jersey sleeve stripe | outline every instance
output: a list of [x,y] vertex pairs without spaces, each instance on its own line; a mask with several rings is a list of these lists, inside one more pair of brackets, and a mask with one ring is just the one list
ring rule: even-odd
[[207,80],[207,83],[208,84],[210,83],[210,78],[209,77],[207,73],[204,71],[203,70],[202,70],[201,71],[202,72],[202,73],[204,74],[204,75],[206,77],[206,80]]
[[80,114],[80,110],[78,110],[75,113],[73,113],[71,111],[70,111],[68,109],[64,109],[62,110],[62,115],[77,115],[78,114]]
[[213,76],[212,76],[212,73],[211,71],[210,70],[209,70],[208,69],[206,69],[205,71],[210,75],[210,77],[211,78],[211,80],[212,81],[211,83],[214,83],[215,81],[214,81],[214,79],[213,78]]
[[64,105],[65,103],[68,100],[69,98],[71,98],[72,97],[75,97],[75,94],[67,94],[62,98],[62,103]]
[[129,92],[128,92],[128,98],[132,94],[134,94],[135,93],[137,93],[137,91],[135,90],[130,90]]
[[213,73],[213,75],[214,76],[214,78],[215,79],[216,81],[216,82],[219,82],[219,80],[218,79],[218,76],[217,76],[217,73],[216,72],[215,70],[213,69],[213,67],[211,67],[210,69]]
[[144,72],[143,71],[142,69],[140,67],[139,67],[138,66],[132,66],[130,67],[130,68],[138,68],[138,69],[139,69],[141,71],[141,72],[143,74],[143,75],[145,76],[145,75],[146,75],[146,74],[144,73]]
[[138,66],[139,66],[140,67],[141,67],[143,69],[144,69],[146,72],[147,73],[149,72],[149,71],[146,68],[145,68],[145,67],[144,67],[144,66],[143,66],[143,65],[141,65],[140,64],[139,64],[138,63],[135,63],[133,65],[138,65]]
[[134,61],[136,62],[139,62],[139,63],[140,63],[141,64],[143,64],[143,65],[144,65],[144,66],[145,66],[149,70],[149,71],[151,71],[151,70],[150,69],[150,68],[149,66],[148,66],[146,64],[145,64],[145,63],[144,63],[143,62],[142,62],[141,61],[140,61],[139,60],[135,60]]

Work to complete>
Can you put the lines above into a JSON list of strings, one string per line, leaving out any blank lines?

Exercise solution>
[
  "jersey sleeve stripe | outline every instance",
  "output: a list of [x,y] vertex pairs without spaces, each instance on its own line; a mask with several rings is a list of these lists, inside one more pair of brackets, and a mask with one ring is just the one list",
  "ring rule: even-odd",
  "[[207,80],[207,83],[208,84],[210,83],[210,78],[209,77],[207,73],[204,71],[203,70],[202,70],[201,71],[202,72],[202,73],[204,74],[204,75],[206,77],[206,80]]",
  "[[80,114],[80,110],[78,110],[75,113],[73,113],[71,111],[70,111],[68,109],[64,109],[62,110],[62,115],[77,115],[78,114]]",
  "[[213,76],[212,76],[212,73],[211,71],[210,70],[209,70],[208,69],[206,69],[205,71],[210,75],[210,77],[211,78],[211,80],[212,81],[211,83],[214,83],[215,81],[214,81],[214,79],[213,78]]",
  "[[64,105],[65,103],[68,100],[69,98],[71,98],[72,97],[75,97],[75,94],[67,94],[62,98],[62,103]]",
  "[[129,92],[128,92],[128,98],[132,94],[134,94],[135,93],[137,93],[137,91],[135,90],[130,90]]",
  "[[213,73],[213,75],[214,76],[214,78],[215,79],[216,81],[216,82],[219,82],[219,80],[218,79],[218,76],[217,76],[217,73],[216,72],[215,70],[213,69],[213,67],[211,67],[210,69]]",
  "[[144,72],[143,71],[142,69],[140,67],[139,67],[138,66],[132,66],[130,67],[130,68],[138,68],[138,69],[139,69],[141,71],[141,72],[143,74],[143,75],[145,76],[145,75],[146,75],[146,74],[144,73]]",
  "[[138,66],[139,66],[140,67],[141,67],[143,69],[144,69],[146,72],[147,73],[149,72],[149,71],[146,68],[145,68],[145,67],[144,67],[144,66],[143,66],[143,65],[141,65],[140,64],[139,64],[138,63],[135,63],[133,65],[138,65]]",
  "[[134,61],[136,62],[139,62],[139,63],[140,63],[141,64],[143,64],[143,65],[144,65],[144,66],[145,66],[149,70],[149,71],[151,71],[151,70],[150,69],[150,68],[149,66],[148,66],[146,64],[145,64],[145,63],[144,63],[143,62],[142,62],[141,61],[140,61],[139,60],[135,60]]"
]